At the end of organogenesis the structure is assumed to have been broken up into its elements, and these elements, which may be chemical compounds, determine the fate of the single cells of the adult organism.

Here let us pause for a moment. There cannot be any doubt that Weismann’s theory resembles to a very high degree the old “evolutio” doctrines of the eighteenth century, except that it is a little less crude. The chick itself is not supposed to be present in the hen’s egg before development, and ontogeny is not regarded as a mere growth of that chick in miniature, but what really is supposed to be present in the egg is nevertheless a something that in all its parts corresponds to all the parts of the chick, only under a somewhat different aspect, while all the relations of the parts of the one correspond to the relations of the parts of the other. Indeed, only on such an hypothesis of a fairly fixed and rigid relation between the parts of the morphogenetic structure could it be possible for the disintegration of the structure to go on, not by parts of organisation, but by parts of symmetry; which, indeed, is a very strange, but not an illogical, feature of Weismann’s doctrine.

——————————

In the passage on Weismann's theory, which older doctrines does the theory closely resemble?

- _SUPPLIED RECORDS_
——————————

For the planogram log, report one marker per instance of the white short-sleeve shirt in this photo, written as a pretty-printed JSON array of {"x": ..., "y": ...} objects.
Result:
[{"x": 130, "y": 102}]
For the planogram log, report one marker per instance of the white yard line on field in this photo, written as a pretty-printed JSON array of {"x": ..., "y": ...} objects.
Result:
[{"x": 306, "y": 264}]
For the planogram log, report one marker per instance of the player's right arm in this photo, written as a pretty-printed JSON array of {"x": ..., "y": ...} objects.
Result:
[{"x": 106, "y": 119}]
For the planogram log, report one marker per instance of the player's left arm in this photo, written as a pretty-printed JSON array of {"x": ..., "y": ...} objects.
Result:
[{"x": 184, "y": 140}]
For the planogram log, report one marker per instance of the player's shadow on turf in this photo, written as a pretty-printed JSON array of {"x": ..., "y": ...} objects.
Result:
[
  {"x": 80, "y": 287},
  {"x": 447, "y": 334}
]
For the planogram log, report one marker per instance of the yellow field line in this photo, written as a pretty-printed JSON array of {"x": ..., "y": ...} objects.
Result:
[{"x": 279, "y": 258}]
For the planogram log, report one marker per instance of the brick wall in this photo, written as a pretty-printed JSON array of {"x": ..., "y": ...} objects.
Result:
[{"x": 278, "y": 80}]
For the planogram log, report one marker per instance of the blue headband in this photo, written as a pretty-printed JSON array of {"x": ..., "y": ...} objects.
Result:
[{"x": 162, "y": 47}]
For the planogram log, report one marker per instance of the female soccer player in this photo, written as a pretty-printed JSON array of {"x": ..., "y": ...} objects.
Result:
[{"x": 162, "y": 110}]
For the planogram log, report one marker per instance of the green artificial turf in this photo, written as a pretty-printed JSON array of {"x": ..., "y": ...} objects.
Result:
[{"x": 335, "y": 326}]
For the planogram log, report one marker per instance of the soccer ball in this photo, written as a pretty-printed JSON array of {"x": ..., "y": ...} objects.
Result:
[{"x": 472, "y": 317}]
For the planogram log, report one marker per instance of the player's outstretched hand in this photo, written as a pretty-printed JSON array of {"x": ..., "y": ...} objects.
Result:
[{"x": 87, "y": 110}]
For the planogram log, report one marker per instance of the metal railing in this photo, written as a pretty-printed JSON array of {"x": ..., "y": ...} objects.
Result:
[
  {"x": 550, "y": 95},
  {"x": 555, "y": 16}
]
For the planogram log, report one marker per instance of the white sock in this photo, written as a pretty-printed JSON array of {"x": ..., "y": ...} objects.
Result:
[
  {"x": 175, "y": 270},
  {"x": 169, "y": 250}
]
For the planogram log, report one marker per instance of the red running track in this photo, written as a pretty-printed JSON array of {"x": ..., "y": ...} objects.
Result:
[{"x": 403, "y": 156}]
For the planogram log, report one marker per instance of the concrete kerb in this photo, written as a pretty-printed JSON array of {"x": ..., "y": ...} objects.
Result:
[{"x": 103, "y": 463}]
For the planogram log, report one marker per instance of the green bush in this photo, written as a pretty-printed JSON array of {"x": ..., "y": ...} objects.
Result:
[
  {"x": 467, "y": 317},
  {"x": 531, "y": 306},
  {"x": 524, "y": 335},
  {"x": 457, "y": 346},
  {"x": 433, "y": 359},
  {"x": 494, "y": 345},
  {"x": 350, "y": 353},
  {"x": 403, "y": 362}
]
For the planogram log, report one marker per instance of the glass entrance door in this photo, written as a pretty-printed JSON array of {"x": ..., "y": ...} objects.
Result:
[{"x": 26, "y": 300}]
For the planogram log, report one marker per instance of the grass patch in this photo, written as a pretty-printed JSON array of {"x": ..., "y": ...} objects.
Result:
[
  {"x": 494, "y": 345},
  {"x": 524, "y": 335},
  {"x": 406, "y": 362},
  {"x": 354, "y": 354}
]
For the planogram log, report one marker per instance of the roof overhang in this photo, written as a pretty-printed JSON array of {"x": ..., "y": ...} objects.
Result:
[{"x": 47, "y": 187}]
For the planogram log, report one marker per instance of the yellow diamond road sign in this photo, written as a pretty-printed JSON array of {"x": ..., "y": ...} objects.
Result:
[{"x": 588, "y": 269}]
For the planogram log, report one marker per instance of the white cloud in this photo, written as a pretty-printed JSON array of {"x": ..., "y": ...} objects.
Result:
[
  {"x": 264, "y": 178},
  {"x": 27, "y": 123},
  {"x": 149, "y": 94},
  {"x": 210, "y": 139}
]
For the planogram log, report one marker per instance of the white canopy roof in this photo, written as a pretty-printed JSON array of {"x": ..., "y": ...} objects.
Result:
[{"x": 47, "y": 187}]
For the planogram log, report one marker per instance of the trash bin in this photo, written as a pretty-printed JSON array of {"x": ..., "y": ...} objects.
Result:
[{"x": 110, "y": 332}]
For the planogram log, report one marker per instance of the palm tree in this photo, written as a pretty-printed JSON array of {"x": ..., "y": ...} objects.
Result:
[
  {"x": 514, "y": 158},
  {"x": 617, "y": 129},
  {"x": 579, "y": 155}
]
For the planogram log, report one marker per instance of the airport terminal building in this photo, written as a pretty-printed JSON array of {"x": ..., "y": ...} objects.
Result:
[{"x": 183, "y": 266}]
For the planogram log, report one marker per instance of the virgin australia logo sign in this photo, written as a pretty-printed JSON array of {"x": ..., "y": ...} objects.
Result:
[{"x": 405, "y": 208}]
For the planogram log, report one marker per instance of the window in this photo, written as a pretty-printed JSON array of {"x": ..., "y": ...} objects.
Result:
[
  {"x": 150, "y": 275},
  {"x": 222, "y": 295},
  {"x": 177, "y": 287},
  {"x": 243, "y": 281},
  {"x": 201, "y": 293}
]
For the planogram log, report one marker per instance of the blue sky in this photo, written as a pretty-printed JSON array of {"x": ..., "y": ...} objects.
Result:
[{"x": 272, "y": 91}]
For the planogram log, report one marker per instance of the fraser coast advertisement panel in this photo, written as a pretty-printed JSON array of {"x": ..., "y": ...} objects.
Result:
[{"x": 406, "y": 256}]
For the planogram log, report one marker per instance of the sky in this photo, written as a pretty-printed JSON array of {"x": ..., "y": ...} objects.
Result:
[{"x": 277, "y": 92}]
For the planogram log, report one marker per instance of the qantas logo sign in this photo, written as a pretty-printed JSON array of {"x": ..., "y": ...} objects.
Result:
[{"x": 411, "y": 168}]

——————————

- _SOLUTION FOR THIS PROBLEM_
The old "evolutio" doctrines of the eighteenth century.